[Start INPUT FOR THIS TASK]

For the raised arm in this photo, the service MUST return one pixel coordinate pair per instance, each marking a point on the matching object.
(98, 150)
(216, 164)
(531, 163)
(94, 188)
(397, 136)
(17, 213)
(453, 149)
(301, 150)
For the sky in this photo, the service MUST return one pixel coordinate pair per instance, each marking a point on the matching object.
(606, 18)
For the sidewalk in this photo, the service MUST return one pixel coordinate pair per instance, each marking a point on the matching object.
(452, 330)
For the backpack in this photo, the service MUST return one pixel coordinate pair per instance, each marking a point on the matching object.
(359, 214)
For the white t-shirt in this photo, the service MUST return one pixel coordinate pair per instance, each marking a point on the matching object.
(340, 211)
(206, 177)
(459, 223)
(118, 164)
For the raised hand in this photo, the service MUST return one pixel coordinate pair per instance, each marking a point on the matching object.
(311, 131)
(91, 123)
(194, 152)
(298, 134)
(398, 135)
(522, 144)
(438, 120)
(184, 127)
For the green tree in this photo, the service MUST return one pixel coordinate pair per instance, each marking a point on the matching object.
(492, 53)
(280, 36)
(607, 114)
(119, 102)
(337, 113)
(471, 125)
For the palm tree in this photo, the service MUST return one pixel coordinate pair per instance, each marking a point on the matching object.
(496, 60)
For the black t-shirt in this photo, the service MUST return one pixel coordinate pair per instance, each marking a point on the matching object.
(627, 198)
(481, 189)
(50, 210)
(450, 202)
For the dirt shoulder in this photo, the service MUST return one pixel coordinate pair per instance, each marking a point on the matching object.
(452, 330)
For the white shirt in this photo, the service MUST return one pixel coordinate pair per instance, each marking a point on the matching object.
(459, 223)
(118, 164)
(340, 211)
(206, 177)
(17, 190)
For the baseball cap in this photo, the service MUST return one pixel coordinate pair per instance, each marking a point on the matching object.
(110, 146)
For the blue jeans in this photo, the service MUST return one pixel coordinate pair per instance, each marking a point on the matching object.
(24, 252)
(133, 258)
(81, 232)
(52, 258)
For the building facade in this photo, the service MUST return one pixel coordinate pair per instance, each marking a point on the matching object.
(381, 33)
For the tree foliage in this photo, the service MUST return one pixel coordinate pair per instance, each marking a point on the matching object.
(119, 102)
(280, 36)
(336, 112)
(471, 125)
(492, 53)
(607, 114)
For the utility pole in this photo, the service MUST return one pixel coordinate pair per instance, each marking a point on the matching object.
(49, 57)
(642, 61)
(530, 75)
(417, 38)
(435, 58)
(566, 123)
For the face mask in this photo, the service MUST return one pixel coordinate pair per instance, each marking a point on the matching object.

[End INPUT FOR THIS TASK]

=== EXERCISE AIM ===
Rewrite the lines above, swapping every "MUST" for "SHOULD" and changing nothing else.

=== RESULT OF THIS TASK ===
For the raised arm in this photo, the service SHOULD return one pixel coordinate pair per instance, each marking a point on the matching object.
(98, 150)
(216, 164)
(531, 163)
(94, 188)
(397, 136)
(17, 213)
(453, 149)
(301, 150)
For the sky in this photo, the service SHOULD return one pixel coordinate pair per instance, each marking a point on the matching object.
(606, 18)
For the sidewalk in this photo, the service SHOULD return one pixel coordinate pair per instance, each marking a point on the matching object.
(452, 330)
For the backpack in this photo, the service SHOULD return one pixel coordinate pair per instance, each marking a point on the matching object.
(359, 214)
For the white t-shirt in this photo, the service SHOULD return one pixel coordinate pair per instance, each marking a point on the matching object.
(340, 211)
(206, 177)
(459, 223)
(118, 164)
For the raised hand in this photo, the service SHOULD return one pixel coordinate pair per instance, each marking a point on the matching object.
(311, 131)
(91, 123)
(194, 152)
(298, 134)
(398, 135)
(522, 144)
(438, 120)
(184, 127)
For the green tree in this photo, the service SHOULD return one pixel coordinate pair per instance, each marking a point on the matching object.
(492, 53)
(280, 36)
(607, 114)
(119, 102)
(337, 113)
(471, 125)
For the palm tree in this photo, the service SHOULD return one pixel coordinate pair per instance, each marking a point on the matching object.
(496, 60)
For the black t-shirt in this photo, the service SHOULD return one pixel coordinate pair per instance, each marking a point on the matching object.
(627, 198)
(481, 189)
(50, 210)
(450, 202)
For the dirt shoulder in this photo, the service SHOULD return one pixel coordinate pair per instance, each marking a point on the matching object.
(452, 330)
For the white shirt in this photo, the service SHOULD return one pixel coordinate pair per instance, each marking a point on the matching object.
(459, 223)
(118, 164)
(340, 211)
(206, 177)
(17, 190)
For the baseball cap in this photo, the service SHOULD return one pixel coordinate pair per instance, each marking a point on the matching object.
(110, 146)
For the blue jeans in this photo, the service SHOULD return one pixel coordinate pair per instance, each marking a point on the matching object.
(24, 252)
(133, 258)
(81, 232)
(52, 258)
For the building facade in this photo, the service SHOULD return one pixel coordinate pair per instance, each marking a point on the matching object.
(381, 33)
For the tree foliage in this photo, the service SHOULD return one pixel coordinate pair per instance, each marking a point on the matching object.
(119, 102)
(280, 36)
(336, 112)
(471, 125)
(492, 53)
(607, 114)
For the utility pole in this photo, the service SHOULD return one pixel coordinate pair per instance, each marking a point on the matching object.
(49, 57)
(642, 61)
(530, 75)
(417, 38)
(435, 58)
(566, 123)
For the face mask in this photo, the service SHOULD return one pixel coordinate pair per instance, each marking a point on the matching object.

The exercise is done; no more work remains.